** Texto para leitura **
%%

Dentro do mesmo PL, o artigo 45 estipula que “quando o provedor tomar conhecimento de informações que levantem suspeitas de que ocorreu ou que possa ocorrer um crime que envolva ameaça à vida, ele deverá informar imediatamente da sua suspeita às autoridades competentes”. Embora um crime envolvendo uma ameaça à vida seja definitivamente uma emergência e uma situação terrível, o artigo 45 estabelece um novo papel de policiamento para aplicações de internet que, mesmo dentro desse escopo estrito, podem dar margem a resultados controversos, potencialmente afetando, por exemplo, mulheres no Brasil que buscam informações online sobre aborto seguro.

As obrigações de dever de cuidado estabelecidas no PL 2630 se sustentam em uma abordagem regulatória que reforça as plataformas digitais como pontos de controle sobre a expressão e as ações online das pessoas. Elas exigem que as aplicações de internet ajam como juízes quanto à legalidade de atos ou conteúdos com base em uma lista de delitos criminais complexos, como se fosse simples programar ferramentas e processos de moderação de conteúdo para reconhecer cada elemento que constitui cada delito. Pelo contrário, estas análises são com frequência desafiadoras até mesmo para juízes e tribunais. Em muitos casos, pessoas divulgam conteúdo sensível precisamente para denunciar a violência institucional, as violações de direitos humanos e a perpetração de crimes em situações de conflito. O compartilhamento de vídeos em redes sociais que expõem casos de discriminação contribui para responsabilizar os ofensores. Durante a onda de protestos no Chile, as plataformas de internet restringiram indevidamente conteúdo que denunciava a dura repressão policial às manifestações, por o terem considerado como conteúdo violento. No Brasil, vimos preocupações semelhantes, por exemplo, quando o Instagram censurou imagens do massacre da comunidade do Jacarezinho em 2021, que foi a operação policial mais letal na história do Rio de Janeiro. Em outras geografias, a missão de restringir o conteúdo extremista já removeu vídeos que documentavam violações de direitos humanos em contextos de conflito em países como Síria e Ucrânia.

%%

** Exercício proposto 1 **
Extraia do texto sobre o PL 2630 o trecho entre "Dentro do mesmo" e "sobre aborto seguro.", inclusive, copiando-o sem nenhuma alteração.
** Exercício proposto 2 **
Segundo o texto sobre o PL 2630, de que acontecimento de 2021 o Instagram censurou imagens?
** Exercício proposto 3 **
Prossiga com o texto sobre o PL 2630 a partir do ponto em que ele termina.
As entradas não têm relação com o texto sobre o PL 2630.

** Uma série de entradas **
%%

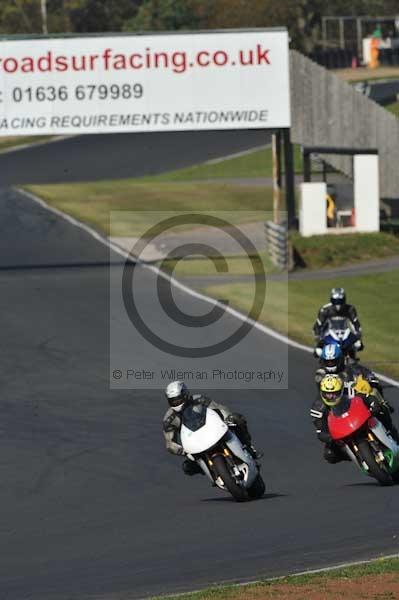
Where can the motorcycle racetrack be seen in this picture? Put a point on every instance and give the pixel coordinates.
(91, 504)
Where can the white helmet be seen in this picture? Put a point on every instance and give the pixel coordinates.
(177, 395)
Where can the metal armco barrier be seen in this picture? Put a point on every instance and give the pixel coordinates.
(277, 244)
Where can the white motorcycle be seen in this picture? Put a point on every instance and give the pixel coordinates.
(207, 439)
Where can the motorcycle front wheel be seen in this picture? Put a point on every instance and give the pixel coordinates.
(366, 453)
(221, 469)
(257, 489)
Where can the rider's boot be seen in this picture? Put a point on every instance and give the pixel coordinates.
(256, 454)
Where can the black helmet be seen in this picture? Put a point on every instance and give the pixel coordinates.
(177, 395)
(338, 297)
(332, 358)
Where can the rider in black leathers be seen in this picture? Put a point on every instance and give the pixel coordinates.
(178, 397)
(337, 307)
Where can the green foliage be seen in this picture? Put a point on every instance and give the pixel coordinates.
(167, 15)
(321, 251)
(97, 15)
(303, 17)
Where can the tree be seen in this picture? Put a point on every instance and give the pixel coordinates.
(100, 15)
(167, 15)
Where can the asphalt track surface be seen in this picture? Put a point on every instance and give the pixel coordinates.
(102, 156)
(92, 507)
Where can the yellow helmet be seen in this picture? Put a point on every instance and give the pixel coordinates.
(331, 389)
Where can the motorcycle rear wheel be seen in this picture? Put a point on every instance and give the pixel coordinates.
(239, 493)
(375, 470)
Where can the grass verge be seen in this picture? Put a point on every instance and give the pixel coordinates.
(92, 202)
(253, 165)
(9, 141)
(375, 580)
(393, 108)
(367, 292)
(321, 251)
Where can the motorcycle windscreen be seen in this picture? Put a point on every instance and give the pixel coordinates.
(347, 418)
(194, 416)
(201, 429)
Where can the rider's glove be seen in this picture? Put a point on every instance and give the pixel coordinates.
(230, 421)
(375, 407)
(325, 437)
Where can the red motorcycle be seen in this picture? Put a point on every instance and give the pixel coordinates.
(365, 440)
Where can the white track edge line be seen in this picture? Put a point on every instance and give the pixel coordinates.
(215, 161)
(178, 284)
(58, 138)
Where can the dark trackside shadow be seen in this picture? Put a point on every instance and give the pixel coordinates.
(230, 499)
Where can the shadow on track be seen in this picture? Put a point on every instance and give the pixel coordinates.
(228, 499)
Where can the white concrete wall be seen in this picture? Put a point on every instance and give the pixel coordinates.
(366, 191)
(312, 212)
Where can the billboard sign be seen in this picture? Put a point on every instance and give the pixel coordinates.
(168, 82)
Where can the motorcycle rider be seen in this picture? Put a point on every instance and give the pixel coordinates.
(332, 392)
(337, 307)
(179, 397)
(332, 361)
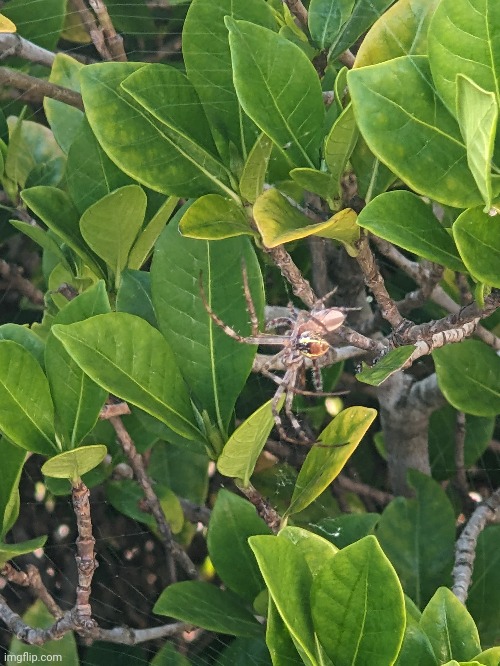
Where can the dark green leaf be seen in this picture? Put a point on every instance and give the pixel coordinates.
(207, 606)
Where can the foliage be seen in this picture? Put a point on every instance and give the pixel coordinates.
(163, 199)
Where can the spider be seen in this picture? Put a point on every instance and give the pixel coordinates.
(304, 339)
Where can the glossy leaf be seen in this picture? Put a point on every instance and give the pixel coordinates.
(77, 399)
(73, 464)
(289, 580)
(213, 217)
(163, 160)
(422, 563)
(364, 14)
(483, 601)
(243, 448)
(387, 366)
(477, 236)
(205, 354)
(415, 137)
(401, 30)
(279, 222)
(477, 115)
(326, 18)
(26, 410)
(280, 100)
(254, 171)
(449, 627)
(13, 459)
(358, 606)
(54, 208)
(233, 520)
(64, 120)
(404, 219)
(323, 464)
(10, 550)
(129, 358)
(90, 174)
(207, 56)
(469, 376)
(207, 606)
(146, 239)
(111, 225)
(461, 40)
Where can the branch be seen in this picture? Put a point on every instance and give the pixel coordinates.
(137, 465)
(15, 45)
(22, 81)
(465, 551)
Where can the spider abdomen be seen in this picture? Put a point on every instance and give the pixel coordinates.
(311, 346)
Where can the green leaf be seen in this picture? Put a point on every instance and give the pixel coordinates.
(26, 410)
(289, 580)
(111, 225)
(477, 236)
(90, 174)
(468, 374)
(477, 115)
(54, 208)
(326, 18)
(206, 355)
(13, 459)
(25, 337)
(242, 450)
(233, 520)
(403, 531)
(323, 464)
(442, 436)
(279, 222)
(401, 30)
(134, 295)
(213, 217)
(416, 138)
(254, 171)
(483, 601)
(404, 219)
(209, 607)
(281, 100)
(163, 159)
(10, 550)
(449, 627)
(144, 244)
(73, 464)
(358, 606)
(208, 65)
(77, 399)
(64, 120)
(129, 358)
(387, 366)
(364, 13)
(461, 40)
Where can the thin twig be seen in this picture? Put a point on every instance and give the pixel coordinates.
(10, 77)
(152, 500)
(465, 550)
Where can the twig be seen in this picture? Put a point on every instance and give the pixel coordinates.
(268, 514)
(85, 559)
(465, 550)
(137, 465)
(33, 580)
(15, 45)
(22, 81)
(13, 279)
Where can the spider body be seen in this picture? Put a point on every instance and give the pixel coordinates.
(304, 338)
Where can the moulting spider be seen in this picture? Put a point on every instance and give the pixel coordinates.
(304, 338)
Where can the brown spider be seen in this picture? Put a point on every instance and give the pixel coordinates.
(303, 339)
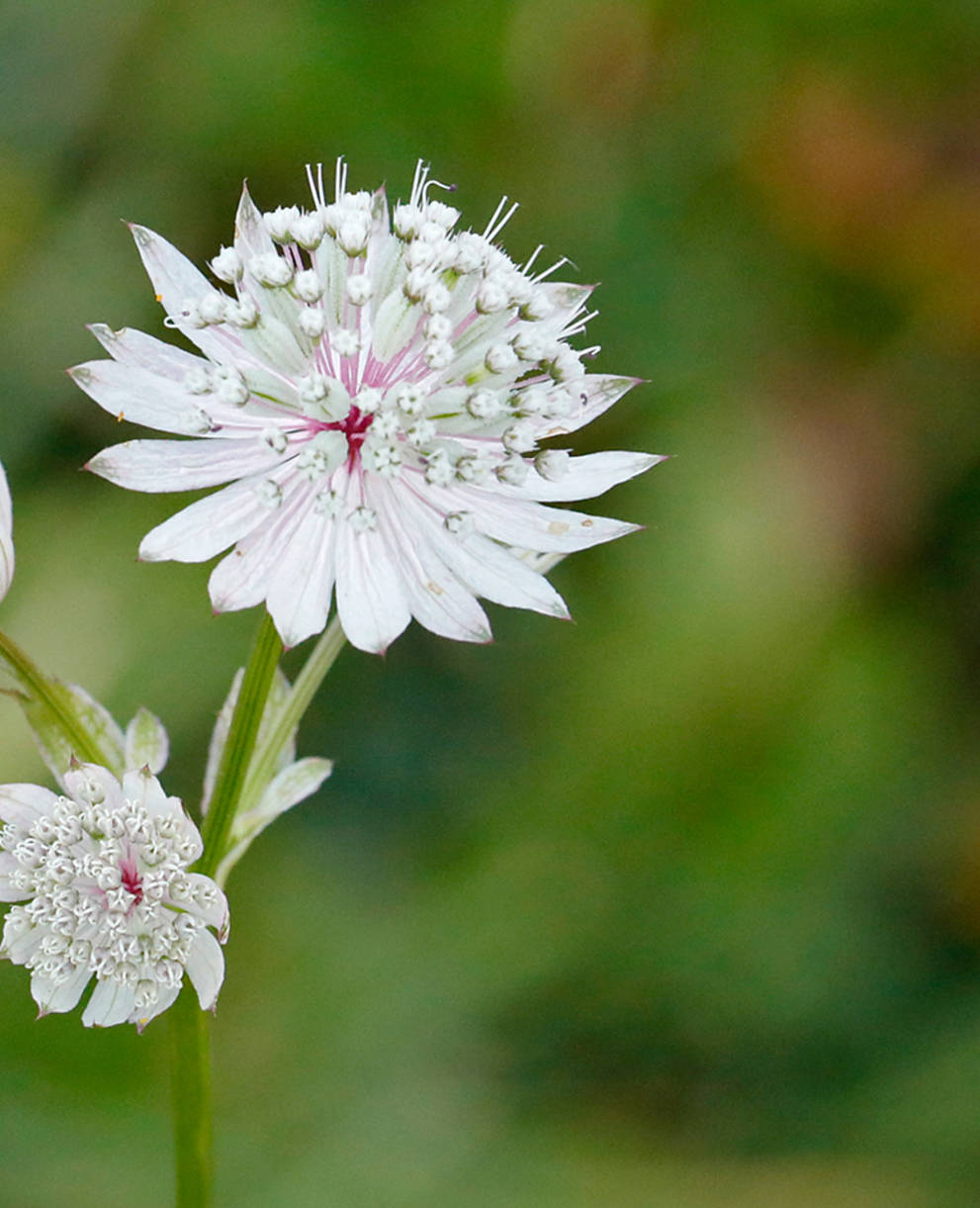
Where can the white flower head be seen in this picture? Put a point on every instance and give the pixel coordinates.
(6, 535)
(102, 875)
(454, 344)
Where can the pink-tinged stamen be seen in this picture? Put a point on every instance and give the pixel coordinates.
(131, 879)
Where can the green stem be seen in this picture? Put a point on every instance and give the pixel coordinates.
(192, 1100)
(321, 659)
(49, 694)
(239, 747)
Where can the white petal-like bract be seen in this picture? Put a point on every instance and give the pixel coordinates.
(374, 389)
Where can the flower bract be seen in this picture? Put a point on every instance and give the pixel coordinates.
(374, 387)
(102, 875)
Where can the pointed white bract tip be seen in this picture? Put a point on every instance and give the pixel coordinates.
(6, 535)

%%

** Resultado da tarefa 1 **
Dentro do mesmo PL, o artigo 45 estipula que “quando o provedor tomar conhecimento de informações que levantem suspeitas de que ocorreu ou que possa ocorrer um crime que envolva ameaça à vida, ele deverá informar imediatamente da sua suspeita às autoridades competentes”. Embora um crime envolvendo uma ameaça à vida seja definitivamente uma emergência e uma situação terrível, o artigo 45 estabelece um novo papel de policiamento para aplicações de internet que, mesmo dentro desse escopo estrito, podem dar margem a resultados controversos, potencialmente afetando, por exemplo, mulheres no Brasil que buscam informações online sobre aborto seguro.

** Resultado da tarefa 2 **
Do massacre da comunidade do Jacarezinho, a operação policial mais letal na história do Rio de Janeiro.

** Resultado da tarefa 3 **
Como a Relatoria Especial para a Liberdade de Expressão da Comissão Interamericana de Direitos Humanos (CIDH) destacou, enquanto atores privados, as aplicações de internet “não têm a capacidade de ponderar direitos e interpretar a lei em conformidade com os padrões em matéria de liberdade de expressão e outros direitos humanos”, particularmente quando deixar de restringir conteúdos específicos pode ocasionar sanções administrativas ou responsabilidade legal. 

Não é que as aplicações de internet não devam fazer esforços para evitar a prevalência de conteúdo pernicioso em suas plataformas, ou que não queremos que elas façam um trabalho melhor ao lidar com conteúdo capaz de causar sérios danos coletivos. Concordamos que elas podem fazer melhor, especialmente por meio da consideração da cultura e realidades locais. Também concordamos que suas políticas devem se alinhar a padrões internacionais de direitos humanos e que devem considerar os impactos potenciais de suas decisões em direitos humanos, de forma a prevenir e mitigar possíveis danos.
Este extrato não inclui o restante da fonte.